>>>>

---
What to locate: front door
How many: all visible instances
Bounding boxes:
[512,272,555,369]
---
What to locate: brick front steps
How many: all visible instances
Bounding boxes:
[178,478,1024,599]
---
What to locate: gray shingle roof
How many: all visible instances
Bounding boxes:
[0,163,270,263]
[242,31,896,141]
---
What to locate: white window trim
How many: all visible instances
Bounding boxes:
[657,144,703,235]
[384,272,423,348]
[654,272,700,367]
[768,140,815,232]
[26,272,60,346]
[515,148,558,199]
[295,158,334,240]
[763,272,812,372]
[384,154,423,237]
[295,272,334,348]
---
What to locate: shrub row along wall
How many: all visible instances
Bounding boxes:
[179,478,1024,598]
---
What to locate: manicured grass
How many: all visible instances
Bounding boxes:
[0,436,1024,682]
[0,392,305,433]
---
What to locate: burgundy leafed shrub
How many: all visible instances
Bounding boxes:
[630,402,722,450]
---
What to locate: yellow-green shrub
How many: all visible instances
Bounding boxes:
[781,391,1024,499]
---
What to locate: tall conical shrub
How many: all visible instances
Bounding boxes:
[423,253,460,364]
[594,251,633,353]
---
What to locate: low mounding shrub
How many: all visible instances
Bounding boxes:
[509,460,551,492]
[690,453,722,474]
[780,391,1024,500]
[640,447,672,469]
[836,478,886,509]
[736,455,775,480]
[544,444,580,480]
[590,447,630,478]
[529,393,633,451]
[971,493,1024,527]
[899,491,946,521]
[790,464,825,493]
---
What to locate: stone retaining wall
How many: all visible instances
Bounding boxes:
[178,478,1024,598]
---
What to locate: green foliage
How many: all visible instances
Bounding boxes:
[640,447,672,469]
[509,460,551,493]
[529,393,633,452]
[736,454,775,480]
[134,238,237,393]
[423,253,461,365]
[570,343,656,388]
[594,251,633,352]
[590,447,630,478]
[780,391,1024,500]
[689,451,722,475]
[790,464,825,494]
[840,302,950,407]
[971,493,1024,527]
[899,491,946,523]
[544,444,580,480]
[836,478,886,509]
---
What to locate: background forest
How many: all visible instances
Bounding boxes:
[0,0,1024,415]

<<<<
>>>>

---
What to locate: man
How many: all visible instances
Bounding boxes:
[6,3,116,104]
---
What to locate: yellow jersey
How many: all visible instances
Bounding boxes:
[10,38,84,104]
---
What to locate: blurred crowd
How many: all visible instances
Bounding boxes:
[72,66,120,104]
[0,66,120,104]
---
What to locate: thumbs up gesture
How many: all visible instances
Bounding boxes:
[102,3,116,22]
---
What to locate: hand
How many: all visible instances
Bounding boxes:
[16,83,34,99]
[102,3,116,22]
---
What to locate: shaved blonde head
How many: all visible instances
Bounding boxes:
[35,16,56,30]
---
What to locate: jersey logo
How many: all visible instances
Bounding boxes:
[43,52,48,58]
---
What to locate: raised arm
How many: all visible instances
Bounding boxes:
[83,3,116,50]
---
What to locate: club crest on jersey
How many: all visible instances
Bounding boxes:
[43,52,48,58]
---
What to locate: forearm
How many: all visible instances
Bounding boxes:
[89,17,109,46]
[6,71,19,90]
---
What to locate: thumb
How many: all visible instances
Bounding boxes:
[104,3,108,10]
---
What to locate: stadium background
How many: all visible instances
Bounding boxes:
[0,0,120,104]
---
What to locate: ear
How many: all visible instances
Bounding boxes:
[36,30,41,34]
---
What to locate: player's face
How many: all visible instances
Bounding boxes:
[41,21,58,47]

<<<<

* **Stated problem**
List every line in the data above that contains the word "background", treating uppercase and lowercase letters as different.

* **Reply**
What to locate: background forest
What to locate: stadium background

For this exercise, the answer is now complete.